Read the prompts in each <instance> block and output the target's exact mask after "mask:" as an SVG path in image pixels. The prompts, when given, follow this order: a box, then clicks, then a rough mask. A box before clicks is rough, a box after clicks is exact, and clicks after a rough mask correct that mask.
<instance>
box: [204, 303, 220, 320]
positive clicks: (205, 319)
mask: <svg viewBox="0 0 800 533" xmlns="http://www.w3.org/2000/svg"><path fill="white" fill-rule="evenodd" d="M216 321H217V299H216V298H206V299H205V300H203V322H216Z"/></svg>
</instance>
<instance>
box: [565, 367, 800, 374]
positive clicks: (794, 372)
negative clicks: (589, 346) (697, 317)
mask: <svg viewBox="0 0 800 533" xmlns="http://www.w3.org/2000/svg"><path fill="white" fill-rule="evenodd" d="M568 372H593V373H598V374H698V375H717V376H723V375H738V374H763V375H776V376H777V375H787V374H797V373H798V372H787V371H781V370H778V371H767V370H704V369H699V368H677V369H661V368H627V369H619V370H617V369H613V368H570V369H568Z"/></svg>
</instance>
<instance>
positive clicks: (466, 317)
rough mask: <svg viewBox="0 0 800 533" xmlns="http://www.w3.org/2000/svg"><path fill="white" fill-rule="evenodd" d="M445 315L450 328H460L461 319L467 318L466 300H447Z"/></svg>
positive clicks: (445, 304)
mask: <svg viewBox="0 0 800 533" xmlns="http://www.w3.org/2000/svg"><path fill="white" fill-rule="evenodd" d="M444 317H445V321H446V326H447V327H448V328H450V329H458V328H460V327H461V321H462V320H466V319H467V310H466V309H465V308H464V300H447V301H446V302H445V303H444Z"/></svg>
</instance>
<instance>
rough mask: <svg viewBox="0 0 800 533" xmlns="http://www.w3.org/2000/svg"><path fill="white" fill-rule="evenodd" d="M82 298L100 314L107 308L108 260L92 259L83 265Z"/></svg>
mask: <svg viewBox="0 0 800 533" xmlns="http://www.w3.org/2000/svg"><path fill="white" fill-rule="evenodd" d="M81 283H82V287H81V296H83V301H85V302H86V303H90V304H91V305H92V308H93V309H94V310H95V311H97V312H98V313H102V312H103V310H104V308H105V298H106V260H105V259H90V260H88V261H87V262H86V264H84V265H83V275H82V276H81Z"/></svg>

──────────────────────────────

Required work |
Once you have read the records above, please copy them out exactly.

Answer |
Read the prompts in each <instance> block and output the target's exact mask after "mask:" as an SVG path in image pixels. The prompts, when given, follow this order: a box, then clicks, then a rough mask. A box before clicks is rough, a box after clicks is exact, and clicks after a rough mask correct that mask.
<instance>
box: [204, 303, 220, 320]
positive clicks: (205, 319)
mask: <svg viewBox="0 0 800 533" xmlns="http://www.w3.org/2000/svg"><path fill="white" fill-rule="evenodd" d="M216 321H217V299H216V298H206V299H205V300H203V322H216Z"/></svg>
</instance>
<instance>
box: [565, 367, 800, 374]
positive clicks: (794, 372)
negative clicks: (589, 346) (697, 317)
mask: <svg viewBox="0 0 800 533" xmlns="http://www.w3.org/2000/svg"><path fill="white" fill-rule="evenodd" d="M568 372H593V373H598V374H698V375H717V376H723V375H738V374H763V375H776V376H777V375H787V374H797V373H798V372H787V371H781V370H778V371H767V370H704V369H699V368H677V369H661V368H627V369H619V370H617V369H613V368H570V369H568Z"/></svg>
</instance>
<instance>
positive clicks: (466, 317)
rough mask: <svg viewBox="0 0 800 533" xmlns="http://www.w3.org/2000/svg"><path fill="white" fill-rule="evenodd" d="M445 315L450 328H460L461 319L467 318L466 300H447Z"/></svg>
positive clicks: (445, 304)
mask: <svg viewBox="0 0 800 533" xmlns="http://www.w3.org/2000/svg"><path fill="white" fill-rule="evenodd" d="M444 317H445V321H446V326H447V327H448V328H450V329H458V328H460V327H461V321H462V320H466V319H467V310H466V309H465V308H464V300H447V301H446V302H445V303H444Z"/></svg>
</instance>
<instance>
rough mask: <svg viewBox="0 0 800 533" xmlns="http://www.w3.org/2000/svg"><path fill="white" fill-rule="evenodd" d="M82 298L100 314L107 308L108 260L92 259L83 265Z"/></svg>
mask: <svg viewBox="0 0 800 533" xmlns="http://www.w3.org/2000/svg"><path fill="white" fill-rule="evenodd" d="M81 283H82V287H81V296H83V301H85V302H86V303H90V304H91V305H92V308H93V309H94V310H95V311H97V312H98V313H102V312H103V310H104V308H105V298H106V260H105V259H90V260H88V261H87V262H86V264H84V265H83V275H82V276H81Z"/></svg>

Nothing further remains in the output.